**Object point labels:**
=-=-=-=-=

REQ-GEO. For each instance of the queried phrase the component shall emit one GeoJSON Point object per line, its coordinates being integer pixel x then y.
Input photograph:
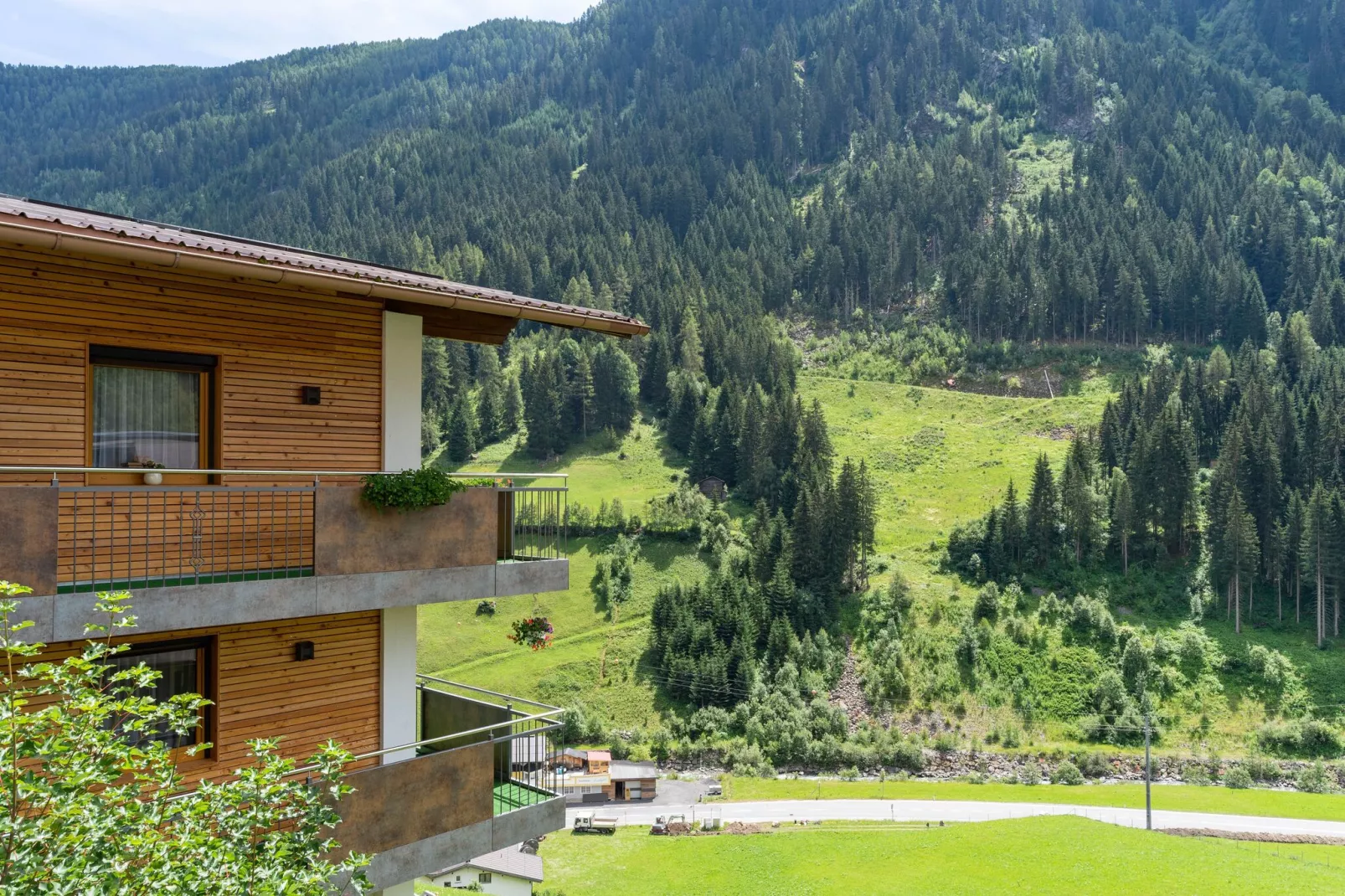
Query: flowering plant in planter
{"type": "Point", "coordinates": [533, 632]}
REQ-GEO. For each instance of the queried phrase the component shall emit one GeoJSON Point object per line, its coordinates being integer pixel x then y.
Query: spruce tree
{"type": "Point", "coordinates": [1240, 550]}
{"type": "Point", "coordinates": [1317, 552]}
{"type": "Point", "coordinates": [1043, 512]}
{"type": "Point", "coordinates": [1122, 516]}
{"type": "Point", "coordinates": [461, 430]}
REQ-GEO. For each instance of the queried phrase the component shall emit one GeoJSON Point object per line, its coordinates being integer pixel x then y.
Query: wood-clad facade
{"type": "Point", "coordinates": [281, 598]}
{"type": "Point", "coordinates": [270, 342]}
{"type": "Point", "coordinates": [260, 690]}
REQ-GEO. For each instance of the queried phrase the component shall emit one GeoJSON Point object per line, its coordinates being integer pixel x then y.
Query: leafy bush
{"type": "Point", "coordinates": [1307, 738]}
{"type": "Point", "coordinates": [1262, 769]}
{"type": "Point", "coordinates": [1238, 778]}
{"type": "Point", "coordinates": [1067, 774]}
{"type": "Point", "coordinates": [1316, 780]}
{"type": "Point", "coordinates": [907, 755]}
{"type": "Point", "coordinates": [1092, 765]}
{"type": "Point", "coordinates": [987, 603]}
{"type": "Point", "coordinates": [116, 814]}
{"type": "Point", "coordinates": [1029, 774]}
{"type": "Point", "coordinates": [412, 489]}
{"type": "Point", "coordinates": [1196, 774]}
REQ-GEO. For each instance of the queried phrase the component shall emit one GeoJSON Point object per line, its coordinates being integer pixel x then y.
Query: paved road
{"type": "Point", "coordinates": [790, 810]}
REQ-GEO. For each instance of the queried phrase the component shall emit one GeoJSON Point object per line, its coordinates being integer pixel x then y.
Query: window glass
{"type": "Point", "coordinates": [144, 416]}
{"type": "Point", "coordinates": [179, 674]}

=-=-=-=-=

**GOAL:**
Transcribe every entry word for word, but omit the pictures.

**TASK ANSWER:**
REQ-GEO. For each instance of the queried phrase the component shall emit one GeoJSON Point object per line, its coordinates being integer pixel x then y.
Input photograph:
Query: flowering plant in planter
{"type": "Point", "coordinates": [533, 632]}
REQ-GEO. For each instance of the queried phrase the component shall emit one GeoJSON Point object per line, its coordinates being integer pixel x then y.
Query: spruce tree
{"type": "Point", "coordinates": [1240, 550]}
{"type": "Point", "coordinates": [1317, 552]}
{"type": "Point", "coordinates": [1043, 512]}
{"type": "Point", "coordinates": [1122, 516]}
{"type": "Point", "coordinates": [461, 430]}
REQ-GEO. For each instance of the queried phrase the component shall emit one GeoJSON Point object per line, its coordinates being integer pixel x then y.
Query: wood-clad facade
{"type": "Point", "coordinates": [281, 598]}
{"type": "Point", "coordinates": [270, 342]}
{"type": "Point", "coordinates": [260, 690]}
REQ-GEO. For each instance of the queried phrase the component shall emit one GeoJSON Point object per line, its coordinates being integer pixel x then y.
Query: leafy bush
{"type": "Point", "coordinates": [1307, 738]}
{"type": "Point", "coordinates": [1262, 769]}
{"type": "Point", "coordinates": [1238, 778]}
{"type": "Point", "coordinates": [1067, 774]}
{"type": "Point", "coordinates": [1316, 780]}
{"type": "Point", "coordinates": [907, 755]}
{"type": "Point", "coordinates": [1092, 765]}
{"type": "Point", "coordinates": [987, 603]}
{"type": "Point", "coordinates": [116, 814]}
{"type": "Point", "coordinates": [1029, 774]}
{"type": "Point", "coordinates": [412, 489]}
{"type": "Point", "coordinates": [1196, 774]}
REQ-GEO. For each instance of the queried phrase the component shall emit one GeoJSON Point object per line, its coordinates being integer pixel x then y.
Query: paved road
{"type": "Point", "coordinates": [790, 810]}
REQ-GEO. For each instance of the queried phrase the component shall emit one GeoJSON Point object per line, its coordinates being integer pixel x then y.
Query: window glass
{"type": "Point", "coordinates": [144, 416]}
{"type": "Point", "coordinates": [179, 674]}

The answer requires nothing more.